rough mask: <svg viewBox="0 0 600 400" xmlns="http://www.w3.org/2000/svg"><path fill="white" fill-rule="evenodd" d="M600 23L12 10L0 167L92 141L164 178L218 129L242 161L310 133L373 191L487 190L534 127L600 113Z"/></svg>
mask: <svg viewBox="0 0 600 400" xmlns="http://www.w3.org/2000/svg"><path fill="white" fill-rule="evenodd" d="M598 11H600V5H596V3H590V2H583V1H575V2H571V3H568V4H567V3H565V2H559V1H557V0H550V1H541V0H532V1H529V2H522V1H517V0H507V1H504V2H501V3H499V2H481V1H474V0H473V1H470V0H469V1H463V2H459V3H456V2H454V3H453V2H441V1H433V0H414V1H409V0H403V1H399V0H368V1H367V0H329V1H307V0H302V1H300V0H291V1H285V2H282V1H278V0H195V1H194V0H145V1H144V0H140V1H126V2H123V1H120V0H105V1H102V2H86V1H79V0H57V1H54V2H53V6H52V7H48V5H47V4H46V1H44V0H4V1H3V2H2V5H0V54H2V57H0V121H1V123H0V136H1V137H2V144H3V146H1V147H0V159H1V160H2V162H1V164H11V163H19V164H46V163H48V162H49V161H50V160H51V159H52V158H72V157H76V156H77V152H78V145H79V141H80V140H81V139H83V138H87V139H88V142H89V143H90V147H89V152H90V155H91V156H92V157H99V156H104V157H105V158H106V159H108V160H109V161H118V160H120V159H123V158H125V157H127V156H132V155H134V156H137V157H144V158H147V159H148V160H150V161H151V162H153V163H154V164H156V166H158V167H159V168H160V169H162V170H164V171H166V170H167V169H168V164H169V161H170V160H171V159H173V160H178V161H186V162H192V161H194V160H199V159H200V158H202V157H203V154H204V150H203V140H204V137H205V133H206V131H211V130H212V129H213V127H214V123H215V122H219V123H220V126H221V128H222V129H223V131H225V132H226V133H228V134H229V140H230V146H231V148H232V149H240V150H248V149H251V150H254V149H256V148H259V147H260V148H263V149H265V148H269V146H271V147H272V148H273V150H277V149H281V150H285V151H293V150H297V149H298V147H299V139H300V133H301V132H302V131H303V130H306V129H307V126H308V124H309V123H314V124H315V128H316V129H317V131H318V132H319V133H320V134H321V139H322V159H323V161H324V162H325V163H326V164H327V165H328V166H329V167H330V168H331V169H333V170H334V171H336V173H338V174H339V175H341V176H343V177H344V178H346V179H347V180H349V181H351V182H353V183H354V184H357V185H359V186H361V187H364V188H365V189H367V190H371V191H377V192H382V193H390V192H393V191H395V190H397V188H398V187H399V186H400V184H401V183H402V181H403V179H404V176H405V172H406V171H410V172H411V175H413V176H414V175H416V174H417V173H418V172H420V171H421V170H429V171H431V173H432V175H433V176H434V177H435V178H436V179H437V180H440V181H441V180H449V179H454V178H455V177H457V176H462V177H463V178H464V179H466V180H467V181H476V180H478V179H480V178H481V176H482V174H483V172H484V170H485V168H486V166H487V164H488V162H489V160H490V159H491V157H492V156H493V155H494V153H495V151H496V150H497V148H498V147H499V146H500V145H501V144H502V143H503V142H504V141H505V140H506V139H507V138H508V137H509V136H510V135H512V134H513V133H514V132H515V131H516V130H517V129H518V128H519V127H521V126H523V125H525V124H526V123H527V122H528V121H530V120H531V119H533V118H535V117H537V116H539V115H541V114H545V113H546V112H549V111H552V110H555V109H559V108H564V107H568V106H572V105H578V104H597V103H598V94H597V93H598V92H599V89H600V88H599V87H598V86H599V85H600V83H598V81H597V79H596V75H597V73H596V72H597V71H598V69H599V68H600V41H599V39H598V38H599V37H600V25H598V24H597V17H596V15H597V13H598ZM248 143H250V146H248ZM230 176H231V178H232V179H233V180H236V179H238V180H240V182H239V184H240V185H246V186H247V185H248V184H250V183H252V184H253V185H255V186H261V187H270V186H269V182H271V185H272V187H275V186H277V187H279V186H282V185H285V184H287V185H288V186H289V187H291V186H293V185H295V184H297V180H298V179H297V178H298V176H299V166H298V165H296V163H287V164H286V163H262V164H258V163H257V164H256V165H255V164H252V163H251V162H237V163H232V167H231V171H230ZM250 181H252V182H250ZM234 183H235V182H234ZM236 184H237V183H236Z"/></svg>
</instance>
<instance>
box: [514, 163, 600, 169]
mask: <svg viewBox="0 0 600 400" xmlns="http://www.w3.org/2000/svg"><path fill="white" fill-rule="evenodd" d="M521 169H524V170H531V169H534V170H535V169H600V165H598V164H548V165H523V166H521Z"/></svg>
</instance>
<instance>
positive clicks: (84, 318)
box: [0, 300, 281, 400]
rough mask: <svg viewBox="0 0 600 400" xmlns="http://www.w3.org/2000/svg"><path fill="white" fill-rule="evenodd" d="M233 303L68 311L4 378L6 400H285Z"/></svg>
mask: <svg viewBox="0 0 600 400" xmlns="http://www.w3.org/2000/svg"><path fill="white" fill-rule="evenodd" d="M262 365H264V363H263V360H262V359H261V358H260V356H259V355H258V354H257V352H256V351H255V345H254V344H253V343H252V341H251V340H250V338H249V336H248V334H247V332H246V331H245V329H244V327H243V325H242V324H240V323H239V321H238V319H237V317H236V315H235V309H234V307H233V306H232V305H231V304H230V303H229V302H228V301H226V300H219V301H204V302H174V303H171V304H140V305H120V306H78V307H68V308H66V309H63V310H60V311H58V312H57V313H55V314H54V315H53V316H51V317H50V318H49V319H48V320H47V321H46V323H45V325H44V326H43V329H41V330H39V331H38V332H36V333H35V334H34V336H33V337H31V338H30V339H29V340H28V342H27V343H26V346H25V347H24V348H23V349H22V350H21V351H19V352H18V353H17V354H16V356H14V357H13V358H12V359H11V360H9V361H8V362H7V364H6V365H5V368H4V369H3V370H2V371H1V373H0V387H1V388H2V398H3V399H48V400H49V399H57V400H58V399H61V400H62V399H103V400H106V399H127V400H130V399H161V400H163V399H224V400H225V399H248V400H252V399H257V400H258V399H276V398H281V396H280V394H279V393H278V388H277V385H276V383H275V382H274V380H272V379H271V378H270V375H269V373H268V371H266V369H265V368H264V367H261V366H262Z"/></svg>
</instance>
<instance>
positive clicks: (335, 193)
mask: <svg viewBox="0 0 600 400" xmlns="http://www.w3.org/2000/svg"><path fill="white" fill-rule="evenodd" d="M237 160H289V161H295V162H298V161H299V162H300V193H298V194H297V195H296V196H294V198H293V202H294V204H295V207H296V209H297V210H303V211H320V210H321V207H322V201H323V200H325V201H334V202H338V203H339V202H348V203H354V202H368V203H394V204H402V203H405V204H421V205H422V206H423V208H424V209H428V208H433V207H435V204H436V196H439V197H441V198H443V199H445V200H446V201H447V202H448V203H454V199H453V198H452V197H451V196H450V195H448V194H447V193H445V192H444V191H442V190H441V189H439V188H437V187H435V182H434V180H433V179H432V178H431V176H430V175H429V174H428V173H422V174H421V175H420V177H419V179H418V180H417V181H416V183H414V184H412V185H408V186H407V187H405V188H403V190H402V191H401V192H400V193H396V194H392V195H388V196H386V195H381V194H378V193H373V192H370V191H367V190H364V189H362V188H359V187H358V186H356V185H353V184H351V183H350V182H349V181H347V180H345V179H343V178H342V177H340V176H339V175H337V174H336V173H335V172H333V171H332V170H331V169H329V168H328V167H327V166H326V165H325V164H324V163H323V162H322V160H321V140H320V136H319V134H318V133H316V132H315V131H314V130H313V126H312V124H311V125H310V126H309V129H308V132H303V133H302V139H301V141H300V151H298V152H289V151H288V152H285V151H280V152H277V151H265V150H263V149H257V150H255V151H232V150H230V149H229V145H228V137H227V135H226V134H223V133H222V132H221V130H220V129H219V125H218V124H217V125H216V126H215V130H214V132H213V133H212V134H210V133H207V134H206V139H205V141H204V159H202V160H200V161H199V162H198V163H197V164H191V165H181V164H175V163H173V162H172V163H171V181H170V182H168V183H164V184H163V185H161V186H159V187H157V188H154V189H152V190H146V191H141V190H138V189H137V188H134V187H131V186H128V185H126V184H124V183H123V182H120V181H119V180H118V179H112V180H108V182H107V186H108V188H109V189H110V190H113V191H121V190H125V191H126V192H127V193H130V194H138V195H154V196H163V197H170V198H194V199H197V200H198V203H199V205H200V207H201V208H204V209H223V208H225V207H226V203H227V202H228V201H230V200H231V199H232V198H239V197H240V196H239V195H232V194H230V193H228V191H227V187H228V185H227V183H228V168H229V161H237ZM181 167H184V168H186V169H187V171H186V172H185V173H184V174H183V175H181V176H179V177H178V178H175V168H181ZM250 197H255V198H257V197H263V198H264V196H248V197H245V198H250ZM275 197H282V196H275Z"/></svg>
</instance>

◆ ◆ ◆

● **EXERCISE**
The word "clicks" appears in some lines of the data. Copy every one of those lines.

● **ANSWER TO THIS PROBLEM**
positive clicks: (84, 318)
positive clicks: (335, 193)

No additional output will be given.